> STATED TASK A
Can you repeat, word for word, the part of the post on Cake ISP implementation starting with "[Cake] ISP Implementation" and going on through "the wrong things."?

# Start of DOCUMENT PASSAGE

[Cake] ISP Implementation
Thomas Croghan
tcroghan at lostcreek.tech
Thu Mar 4 01:31:59 EST 2021
>Cake is *best* used as the bottleneck inducer with effectively unlimited
inbound bandwidth,
I kind of figured that Cake was designed to be the bottleneck, but I don't
want to be telling people the wrong things.
I'll have to take another look LibreQoS, maybe there's a way to duplicate
their work, though I like the processor efficiency I have seen on Cake. (It
could be a Mikrotik implementation or my poor configuration of FQ_Codel
though...)
The issue I had with the LibreQoS model is that you are distancing yourself
from the customer with the bandwidth limiter. In theory you want a
bandwidth limiter limiting the upload traffic from your customer and a
bandwidth limiter right at your upstream connection to limit each
customer's download bandwidth so that your internal network infrastructure
get's efficiently used and prevents your equipment from being the source of
bufferbloat. At least that's the running theory with HTB Bandwidth limiters
that most people are running right now. So in my second question it's
probably going to be best to have a Cake instance on either side of the
limitation.

# End of DOCUMENT PASSAGE

> STATED TASK B
Which lines of the entries below contain the string "frisbee", with case counting? Report each such line in full.

# Start of MATERIAL PROVIDED

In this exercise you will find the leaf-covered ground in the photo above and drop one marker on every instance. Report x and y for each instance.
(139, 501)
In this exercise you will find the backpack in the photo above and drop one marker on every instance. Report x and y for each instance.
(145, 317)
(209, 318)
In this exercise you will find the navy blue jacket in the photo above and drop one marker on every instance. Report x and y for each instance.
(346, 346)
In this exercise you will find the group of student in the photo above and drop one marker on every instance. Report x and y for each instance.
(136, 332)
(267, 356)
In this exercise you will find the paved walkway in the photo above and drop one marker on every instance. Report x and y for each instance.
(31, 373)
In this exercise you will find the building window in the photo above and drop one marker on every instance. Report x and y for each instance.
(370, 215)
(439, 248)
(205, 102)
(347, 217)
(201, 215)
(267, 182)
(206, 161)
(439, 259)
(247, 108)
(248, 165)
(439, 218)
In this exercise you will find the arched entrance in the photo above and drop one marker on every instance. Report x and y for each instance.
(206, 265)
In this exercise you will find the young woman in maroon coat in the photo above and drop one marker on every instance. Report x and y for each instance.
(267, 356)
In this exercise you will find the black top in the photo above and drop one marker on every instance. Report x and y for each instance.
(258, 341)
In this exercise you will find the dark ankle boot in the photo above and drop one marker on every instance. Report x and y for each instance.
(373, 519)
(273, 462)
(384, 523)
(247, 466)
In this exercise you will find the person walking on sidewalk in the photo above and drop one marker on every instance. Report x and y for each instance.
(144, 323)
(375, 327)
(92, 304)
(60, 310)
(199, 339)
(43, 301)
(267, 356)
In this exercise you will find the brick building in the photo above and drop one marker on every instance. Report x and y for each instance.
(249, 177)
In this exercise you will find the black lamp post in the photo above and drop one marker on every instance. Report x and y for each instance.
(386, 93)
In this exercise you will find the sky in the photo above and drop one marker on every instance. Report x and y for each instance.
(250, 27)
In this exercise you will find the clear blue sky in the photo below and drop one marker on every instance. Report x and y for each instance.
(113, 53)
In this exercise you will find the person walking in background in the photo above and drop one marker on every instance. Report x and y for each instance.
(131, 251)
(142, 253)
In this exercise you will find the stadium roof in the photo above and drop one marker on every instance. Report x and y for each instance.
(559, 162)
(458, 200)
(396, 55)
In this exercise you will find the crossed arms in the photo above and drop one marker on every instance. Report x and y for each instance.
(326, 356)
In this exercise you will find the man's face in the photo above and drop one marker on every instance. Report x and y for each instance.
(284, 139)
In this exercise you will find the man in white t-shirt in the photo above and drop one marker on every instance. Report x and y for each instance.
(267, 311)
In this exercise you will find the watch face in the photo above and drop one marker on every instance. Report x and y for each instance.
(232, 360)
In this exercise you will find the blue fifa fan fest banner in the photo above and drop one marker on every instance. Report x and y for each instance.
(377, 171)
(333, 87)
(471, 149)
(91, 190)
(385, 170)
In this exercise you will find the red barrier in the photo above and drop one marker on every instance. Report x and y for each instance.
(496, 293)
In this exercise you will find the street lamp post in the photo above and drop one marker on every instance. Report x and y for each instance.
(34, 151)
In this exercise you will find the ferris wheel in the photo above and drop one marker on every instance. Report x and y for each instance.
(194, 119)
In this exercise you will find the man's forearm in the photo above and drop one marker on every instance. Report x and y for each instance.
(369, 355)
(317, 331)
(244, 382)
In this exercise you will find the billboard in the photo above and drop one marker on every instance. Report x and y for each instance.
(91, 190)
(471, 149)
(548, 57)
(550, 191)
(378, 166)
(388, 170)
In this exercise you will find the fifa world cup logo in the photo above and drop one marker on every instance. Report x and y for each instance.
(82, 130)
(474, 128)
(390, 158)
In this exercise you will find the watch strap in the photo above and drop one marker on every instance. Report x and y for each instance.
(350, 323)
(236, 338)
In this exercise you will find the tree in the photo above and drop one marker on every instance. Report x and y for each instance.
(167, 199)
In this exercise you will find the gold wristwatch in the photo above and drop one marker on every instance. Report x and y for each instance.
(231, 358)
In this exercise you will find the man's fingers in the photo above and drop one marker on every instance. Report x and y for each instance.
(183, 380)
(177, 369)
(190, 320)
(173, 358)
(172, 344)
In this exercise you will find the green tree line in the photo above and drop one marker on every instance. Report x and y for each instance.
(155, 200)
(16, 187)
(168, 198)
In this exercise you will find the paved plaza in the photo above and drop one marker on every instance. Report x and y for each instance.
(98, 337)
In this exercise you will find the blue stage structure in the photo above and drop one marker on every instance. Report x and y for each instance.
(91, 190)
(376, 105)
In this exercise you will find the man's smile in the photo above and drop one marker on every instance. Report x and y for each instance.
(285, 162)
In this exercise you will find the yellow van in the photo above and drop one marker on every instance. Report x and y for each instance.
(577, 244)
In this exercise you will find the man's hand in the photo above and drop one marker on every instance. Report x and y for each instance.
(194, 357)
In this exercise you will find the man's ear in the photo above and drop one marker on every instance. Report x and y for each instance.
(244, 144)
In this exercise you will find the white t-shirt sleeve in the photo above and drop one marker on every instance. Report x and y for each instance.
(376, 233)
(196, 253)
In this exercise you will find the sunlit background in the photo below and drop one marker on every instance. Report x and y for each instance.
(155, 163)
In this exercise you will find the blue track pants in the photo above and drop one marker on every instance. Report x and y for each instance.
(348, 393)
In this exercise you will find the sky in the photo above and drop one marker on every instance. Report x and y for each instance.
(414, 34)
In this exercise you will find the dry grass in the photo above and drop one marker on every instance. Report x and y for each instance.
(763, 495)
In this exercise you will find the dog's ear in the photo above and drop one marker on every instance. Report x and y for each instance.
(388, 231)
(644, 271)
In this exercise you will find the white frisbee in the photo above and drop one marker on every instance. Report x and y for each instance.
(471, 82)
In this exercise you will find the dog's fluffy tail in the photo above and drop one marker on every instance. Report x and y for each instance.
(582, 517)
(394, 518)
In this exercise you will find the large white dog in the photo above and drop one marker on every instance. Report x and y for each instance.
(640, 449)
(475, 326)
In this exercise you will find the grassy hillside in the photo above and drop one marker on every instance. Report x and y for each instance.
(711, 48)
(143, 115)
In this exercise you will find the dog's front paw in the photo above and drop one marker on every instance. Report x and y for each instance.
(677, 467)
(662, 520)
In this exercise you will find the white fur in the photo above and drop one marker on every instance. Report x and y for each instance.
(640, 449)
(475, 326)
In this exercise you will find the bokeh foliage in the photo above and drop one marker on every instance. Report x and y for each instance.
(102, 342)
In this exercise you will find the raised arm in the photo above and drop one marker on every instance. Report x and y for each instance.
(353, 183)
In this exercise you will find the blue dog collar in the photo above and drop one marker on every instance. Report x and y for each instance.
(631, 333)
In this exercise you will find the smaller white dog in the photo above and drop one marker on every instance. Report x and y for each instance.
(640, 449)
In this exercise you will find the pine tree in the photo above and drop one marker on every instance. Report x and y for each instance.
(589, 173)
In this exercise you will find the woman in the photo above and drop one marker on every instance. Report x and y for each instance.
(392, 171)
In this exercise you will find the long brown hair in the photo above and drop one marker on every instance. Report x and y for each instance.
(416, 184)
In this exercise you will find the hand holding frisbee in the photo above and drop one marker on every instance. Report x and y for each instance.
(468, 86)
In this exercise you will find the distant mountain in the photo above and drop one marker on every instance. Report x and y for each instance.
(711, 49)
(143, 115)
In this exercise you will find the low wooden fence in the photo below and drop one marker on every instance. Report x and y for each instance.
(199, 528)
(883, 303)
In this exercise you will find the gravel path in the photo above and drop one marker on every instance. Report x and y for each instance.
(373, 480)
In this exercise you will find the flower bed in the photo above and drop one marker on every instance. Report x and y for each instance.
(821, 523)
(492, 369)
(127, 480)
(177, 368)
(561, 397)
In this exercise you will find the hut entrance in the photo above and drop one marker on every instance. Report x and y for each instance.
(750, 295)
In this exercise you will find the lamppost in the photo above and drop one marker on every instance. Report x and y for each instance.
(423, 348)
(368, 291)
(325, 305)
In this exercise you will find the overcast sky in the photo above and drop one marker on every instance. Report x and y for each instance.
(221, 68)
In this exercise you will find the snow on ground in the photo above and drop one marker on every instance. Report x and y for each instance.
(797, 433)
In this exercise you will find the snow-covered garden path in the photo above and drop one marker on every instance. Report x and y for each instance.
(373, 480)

# End of MATERIAL PROVIDED

> EXERCISE SOLUTION A
[Cake] ISP Implementation
Thomas Croghan
tcroghan at lostcreek.tech
Thu Mar 4 01:31:59 EST 2021
>Cake is *best* used as the bottleneck inducer with effectively unlimited
inbound bandwidth,
I kind of figured that Cake was designed to be the bottleneck, but I don't
want to be telling people the wrong things.

> EXERCISE SOLUTION B
In this exercise you will find the white frisbee in the photo above and drop one marker on every instance. Report x and y for each instance.
In this exercise you will find the hand holding frisbee in the photo above and drop one marker on every instance. Report x and y for each instance.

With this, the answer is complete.